Could you repeat the records below exactly, leaving out any pictures?
(Beginning of Extracted records)
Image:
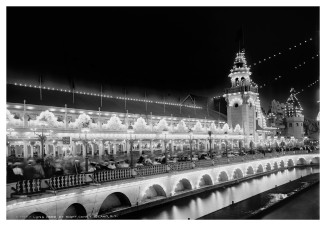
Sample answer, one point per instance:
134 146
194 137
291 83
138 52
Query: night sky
163 50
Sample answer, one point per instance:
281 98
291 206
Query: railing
67 181
181 166
204 163
111 175
28 186
151 170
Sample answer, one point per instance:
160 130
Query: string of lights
108 96
298 66
280 53
308 86
304 62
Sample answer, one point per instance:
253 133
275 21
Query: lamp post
130 130
190 142
85 131
165 132
8 143
42 137
210 143
226 147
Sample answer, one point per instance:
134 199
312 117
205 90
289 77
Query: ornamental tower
242 98
293 117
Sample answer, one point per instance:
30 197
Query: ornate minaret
242 98
294 117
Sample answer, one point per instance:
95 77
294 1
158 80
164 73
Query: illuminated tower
294 117
242 98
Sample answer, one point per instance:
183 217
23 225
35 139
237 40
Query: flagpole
101 95
146 102
40 87
125 99
164 104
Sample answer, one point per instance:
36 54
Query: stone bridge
97 199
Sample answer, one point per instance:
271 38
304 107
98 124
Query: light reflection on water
199 205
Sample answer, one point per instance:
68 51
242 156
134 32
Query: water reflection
199 205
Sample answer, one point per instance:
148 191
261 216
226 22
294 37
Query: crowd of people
36 168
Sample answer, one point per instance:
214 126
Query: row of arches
118 200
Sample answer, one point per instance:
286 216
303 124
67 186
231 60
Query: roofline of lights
105 113
106 96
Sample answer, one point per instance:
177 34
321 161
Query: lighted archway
75 211
260 169
154 191
268 167
282 164
250 170
37 216
301 161
183 185
114 201
223 176
237 174
205 180
290 163
275 166
315 160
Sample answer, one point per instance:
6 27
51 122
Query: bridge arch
37 216
301 161
153 191
223 176
75 211
237 174
275 166
290 163
260 169
250 171
182 185
205 180
315 160
114 201
268 167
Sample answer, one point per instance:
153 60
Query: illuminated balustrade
67 181
28 186
181 166
151 170
111 175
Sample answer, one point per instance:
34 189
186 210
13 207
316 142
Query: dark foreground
276 203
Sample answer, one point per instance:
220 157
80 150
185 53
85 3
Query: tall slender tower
294 117
242 98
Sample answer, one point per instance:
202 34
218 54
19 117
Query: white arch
219 173
235 169
177 181
256 171
151 183
253 170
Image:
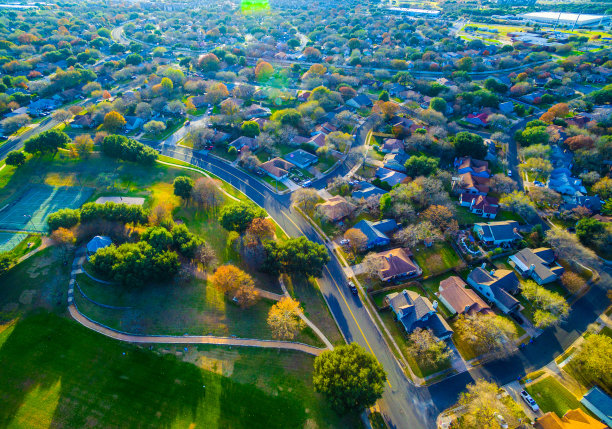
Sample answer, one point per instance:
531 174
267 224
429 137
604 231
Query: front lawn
(End of Extracted records)
[Solution to this problem]
Image:
Sample answer, one point per instance:
134 146
194 137
291 83
138 52
Query: night sky
163 50
Sample answer, one point per instance:
281 98
291 206
Query: railing
67 181
181 166
204 163
111 175
28 186
151 170
Sample answer, one point per instance:
160 130
Query: string of lights
108 96
298 66
280 53
308 86
304 62
Sample answer, one point per instance:
253 133
275 21
Query: lamp post
130 130
190 142
85 131
165 132
8 143
42 137
210 143
226 147
Sample answer, one point per instance:
134 199
312 117
205 90
289 77
Query: ornamental tower
242 98
293 117
Sample answer, one point per instance:
30 197
Query: ornate minaret
242 98
294 117
Sample answer, one point per instance:
95 77
294 1
158 80
164 73
Query: illuminated tower
294 117
242 98
Sample answer, one point per instance:
183 217
23 225
35 139
237 40
Query: flagpole
101 95
146 102
40 87
125 99
164 104
Sample answer, one point per instance:
36 54
Query: stone bridge
97 199
Sample answer, one point per instance:
271 38
304 107
98 124
Query: light reflection on water
199 205
Sample answer, one point per instance:
68 51
242 156
134 32
Query: water reflection
199 205
Sample answer, one point per instance:
148 191
261 216
226 22
294 37
Query: crowd of people
36 168
Sample answer, one point per instance:
214 126
Query: row of arches
118 200
Sample answer, one point per instance:
286 216
303 124
67 186
231 60
Query: roofline of lights
105 113
106 96
Sample answer, one point per instance:
177 34
321 161
Query: lighted archway
75 211
260 169
154 191
268 167
282 164
250 170
37 216
301 161
183 185
114 201
223 176
237 174
205 180
290 163
275 166
315 160
Sample answer, one point per instance:
6 27
51 122
Query: bridge arch
37 216
301 161
153 191
223 176
75 211
237 174
275 166
290 163
260 169
250 171
182 185
205 180
315 160
114 201
268 167
Sample answer, one point per instance:
153 60
Query: illuminated balustrade
67 181
28 186
181 166
151 170
111 175
Sample answer, one point per instance:
34 189
186 210
13 207
316 142
Query: dark foreground
276 203
Sample answer, one point per instance:
220 157
80 150
185 53
85 3
Query: tall slender tower
294 117
242 98
Sample answer, one point per instance:
202 34
218 54
19 117
Query: white arch
219 173
235 169
177 181
256 171
151 183
253 170
Image:
Sample answer, one point per instance:
531 174
267 224
429 137
604 231
Query: front lawn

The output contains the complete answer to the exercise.